PROBLEM:
Pick out every line of the records below that contains the string "black", and copy each one. Match case exactly.

ENTRIES:
** Start **

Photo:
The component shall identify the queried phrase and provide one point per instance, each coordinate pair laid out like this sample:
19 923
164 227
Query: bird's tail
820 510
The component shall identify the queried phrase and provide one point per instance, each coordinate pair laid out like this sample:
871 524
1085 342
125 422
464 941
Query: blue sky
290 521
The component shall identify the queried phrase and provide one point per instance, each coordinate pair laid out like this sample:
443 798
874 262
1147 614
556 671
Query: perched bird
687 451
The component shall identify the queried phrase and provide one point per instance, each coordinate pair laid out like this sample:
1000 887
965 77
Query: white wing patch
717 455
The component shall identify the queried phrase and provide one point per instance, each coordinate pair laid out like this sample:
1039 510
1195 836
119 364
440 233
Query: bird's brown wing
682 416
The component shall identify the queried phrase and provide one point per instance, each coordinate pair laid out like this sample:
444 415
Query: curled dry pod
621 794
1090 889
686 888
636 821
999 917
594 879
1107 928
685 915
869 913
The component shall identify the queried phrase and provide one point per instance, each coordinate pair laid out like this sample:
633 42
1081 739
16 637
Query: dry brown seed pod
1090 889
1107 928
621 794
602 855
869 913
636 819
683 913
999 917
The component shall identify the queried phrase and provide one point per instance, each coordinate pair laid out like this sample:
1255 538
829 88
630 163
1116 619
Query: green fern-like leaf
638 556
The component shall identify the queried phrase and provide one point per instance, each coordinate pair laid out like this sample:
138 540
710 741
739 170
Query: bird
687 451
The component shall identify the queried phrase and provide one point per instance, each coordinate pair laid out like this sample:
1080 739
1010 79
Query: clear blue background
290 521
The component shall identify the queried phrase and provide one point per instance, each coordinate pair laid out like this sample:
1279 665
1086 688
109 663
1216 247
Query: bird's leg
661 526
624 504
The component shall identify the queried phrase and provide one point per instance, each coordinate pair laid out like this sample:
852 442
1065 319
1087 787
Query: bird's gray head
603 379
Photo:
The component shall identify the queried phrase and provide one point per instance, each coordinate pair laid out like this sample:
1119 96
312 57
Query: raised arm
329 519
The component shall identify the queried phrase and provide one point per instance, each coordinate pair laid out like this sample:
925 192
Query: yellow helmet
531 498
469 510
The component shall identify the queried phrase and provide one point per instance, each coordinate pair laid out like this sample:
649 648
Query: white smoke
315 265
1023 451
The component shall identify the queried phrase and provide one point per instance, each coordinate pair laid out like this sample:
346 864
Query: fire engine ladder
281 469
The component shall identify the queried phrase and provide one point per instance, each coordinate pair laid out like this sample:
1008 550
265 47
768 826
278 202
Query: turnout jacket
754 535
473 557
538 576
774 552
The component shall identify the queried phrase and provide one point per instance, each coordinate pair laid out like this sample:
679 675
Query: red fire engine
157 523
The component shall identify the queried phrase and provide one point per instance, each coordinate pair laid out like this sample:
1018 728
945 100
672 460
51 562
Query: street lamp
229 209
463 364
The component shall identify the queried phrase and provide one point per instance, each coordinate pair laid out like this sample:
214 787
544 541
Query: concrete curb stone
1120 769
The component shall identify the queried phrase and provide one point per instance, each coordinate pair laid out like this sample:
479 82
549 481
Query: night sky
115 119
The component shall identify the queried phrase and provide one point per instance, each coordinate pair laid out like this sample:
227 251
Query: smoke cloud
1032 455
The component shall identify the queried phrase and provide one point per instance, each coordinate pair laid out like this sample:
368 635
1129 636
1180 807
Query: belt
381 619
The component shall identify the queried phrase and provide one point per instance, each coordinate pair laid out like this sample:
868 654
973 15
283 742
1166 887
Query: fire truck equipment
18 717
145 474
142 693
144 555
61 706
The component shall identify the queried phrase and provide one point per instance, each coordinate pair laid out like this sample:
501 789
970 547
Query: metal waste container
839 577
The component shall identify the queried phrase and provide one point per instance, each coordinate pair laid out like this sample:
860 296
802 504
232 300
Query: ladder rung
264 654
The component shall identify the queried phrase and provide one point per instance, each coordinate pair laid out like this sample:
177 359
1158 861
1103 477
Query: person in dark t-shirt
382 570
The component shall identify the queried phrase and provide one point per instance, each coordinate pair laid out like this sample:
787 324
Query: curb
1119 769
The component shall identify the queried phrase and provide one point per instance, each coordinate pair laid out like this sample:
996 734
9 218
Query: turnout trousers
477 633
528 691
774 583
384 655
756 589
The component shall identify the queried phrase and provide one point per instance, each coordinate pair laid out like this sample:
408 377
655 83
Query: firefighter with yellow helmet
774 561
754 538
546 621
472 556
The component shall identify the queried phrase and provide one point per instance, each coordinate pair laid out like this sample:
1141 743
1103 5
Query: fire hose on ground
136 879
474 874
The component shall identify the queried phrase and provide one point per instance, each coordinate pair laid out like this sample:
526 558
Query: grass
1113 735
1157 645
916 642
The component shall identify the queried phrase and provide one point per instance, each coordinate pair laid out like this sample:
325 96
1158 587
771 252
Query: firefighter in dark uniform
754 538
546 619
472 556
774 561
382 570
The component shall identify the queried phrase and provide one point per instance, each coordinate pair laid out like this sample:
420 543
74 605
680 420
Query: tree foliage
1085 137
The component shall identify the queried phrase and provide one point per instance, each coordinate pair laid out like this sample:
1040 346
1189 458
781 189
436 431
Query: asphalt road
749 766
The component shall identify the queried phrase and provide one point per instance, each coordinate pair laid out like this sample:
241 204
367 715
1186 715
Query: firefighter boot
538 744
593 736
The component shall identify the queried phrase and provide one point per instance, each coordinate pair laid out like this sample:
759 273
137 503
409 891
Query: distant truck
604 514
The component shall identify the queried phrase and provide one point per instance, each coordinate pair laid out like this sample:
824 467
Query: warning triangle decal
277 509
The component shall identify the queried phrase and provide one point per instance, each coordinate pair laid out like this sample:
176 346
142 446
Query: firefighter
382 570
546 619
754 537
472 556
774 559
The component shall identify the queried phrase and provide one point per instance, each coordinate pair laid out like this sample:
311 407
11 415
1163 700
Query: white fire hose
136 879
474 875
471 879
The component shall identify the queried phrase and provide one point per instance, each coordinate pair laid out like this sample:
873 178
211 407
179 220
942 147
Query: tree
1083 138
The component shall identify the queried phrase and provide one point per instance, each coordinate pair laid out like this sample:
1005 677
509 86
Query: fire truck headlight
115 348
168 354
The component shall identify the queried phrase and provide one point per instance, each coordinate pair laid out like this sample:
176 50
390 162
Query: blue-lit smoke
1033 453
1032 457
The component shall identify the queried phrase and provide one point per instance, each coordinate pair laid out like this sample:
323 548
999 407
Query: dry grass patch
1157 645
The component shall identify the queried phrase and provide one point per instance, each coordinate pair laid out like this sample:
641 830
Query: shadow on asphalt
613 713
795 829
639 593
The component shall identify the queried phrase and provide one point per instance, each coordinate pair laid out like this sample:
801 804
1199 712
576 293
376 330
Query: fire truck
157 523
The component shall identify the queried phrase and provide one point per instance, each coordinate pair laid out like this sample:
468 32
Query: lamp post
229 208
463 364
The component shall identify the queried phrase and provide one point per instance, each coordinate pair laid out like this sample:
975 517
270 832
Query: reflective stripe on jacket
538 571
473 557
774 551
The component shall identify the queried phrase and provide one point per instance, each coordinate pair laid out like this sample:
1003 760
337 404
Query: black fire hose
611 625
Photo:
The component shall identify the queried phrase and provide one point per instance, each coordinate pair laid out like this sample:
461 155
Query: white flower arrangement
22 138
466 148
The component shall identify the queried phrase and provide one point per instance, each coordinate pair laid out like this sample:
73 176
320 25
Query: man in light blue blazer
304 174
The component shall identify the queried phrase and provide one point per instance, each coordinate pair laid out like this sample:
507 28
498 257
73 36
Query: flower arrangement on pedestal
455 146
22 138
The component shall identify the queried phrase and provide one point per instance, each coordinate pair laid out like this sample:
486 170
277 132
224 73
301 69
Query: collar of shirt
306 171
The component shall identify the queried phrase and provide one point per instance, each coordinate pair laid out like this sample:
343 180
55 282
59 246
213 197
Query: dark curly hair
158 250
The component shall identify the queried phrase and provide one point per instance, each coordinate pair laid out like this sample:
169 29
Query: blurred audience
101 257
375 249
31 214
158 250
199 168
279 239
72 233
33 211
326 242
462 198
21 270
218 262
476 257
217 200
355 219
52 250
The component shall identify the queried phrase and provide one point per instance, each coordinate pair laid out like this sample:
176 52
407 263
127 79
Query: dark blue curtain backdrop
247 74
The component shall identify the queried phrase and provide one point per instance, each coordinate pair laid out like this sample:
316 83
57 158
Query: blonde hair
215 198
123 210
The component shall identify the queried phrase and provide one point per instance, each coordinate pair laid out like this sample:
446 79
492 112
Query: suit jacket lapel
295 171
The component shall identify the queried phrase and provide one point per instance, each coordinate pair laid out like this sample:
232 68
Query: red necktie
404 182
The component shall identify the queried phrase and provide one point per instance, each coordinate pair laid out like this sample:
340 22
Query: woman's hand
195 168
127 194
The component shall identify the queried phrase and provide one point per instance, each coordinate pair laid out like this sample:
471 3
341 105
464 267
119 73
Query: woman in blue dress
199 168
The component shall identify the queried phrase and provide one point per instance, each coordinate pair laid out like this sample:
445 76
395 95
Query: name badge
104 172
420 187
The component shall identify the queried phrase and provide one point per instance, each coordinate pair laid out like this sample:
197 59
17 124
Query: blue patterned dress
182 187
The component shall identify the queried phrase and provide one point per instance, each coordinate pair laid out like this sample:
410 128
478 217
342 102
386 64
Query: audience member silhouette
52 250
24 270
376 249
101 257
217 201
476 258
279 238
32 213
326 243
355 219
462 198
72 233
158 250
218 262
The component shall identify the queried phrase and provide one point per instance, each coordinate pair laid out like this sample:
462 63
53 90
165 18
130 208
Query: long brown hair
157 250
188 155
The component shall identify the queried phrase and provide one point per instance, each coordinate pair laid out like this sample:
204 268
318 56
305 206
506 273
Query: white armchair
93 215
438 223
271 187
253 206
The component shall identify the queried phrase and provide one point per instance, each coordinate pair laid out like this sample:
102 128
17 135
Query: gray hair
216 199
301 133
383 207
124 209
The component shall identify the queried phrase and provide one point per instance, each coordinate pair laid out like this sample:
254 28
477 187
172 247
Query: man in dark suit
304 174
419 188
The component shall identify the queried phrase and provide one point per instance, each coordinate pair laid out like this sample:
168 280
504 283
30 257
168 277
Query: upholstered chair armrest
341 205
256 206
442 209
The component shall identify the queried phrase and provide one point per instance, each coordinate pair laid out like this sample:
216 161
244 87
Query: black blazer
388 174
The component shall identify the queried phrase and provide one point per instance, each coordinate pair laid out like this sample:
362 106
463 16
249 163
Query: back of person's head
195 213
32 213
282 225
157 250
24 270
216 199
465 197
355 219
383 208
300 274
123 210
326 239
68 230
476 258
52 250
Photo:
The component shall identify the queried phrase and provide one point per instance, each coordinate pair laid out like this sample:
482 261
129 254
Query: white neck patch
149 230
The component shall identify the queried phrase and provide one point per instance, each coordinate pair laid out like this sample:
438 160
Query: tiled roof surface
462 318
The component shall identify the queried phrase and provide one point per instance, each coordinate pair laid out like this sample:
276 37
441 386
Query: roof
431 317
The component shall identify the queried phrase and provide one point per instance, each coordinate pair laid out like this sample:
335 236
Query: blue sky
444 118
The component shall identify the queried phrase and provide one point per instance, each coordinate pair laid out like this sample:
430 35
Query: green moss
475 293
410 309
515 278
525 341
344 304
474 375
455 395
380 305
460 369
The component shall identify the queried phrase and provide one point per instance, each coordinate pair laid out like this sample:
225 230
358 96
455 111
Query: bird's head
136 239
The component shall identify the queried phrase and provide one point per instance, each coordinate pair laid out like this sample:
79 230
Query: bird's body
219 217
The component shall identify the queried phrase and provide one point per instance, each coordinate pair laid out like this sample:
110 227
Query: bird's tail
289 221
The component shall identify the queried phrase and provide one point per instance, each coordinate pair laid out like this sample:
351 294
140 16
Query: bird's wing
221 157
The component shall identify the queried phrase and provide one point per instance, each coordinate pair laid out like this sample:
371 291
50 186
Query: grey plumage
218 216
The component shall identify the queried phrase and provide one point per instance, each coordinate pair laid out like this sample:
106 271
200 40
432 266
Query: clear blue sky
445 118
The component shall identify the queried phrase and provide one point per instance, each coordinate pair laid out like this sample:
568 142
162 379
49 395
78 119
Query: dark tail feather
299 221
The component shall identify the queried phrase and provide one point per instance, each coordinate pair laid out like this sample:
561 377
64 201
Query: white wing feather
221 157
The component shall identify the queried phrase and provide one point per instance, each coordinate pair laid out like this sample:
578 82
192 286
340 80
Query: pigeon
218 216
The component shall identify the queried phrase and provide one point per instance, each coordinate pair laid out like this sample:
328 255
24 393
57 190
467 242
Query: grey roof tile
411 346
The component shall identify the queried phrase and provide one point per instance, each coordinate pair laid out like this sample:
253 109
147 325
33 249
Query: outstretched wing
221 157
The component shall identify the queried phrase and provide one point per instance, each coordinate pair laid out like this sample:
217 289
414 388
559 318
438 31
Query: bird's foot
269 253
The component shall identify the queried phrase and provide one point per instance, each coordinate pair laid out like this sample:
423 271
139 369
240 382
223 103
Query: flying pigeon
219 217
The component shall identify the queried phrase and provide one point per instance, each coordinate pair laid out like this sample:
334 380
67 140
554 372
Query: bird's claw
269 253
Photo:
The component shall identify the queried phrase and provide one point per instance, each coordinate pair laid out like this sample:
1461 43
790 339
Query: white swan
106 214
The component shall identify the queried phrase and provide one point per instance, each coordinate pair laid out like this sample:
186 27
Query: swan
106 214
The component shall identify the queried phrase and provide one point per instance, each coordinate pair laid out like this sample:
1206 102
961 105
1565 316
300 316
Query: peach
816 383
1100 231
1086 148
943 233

** End **

COMPLETED TASK:
Query: black fire hose
Query: black blazer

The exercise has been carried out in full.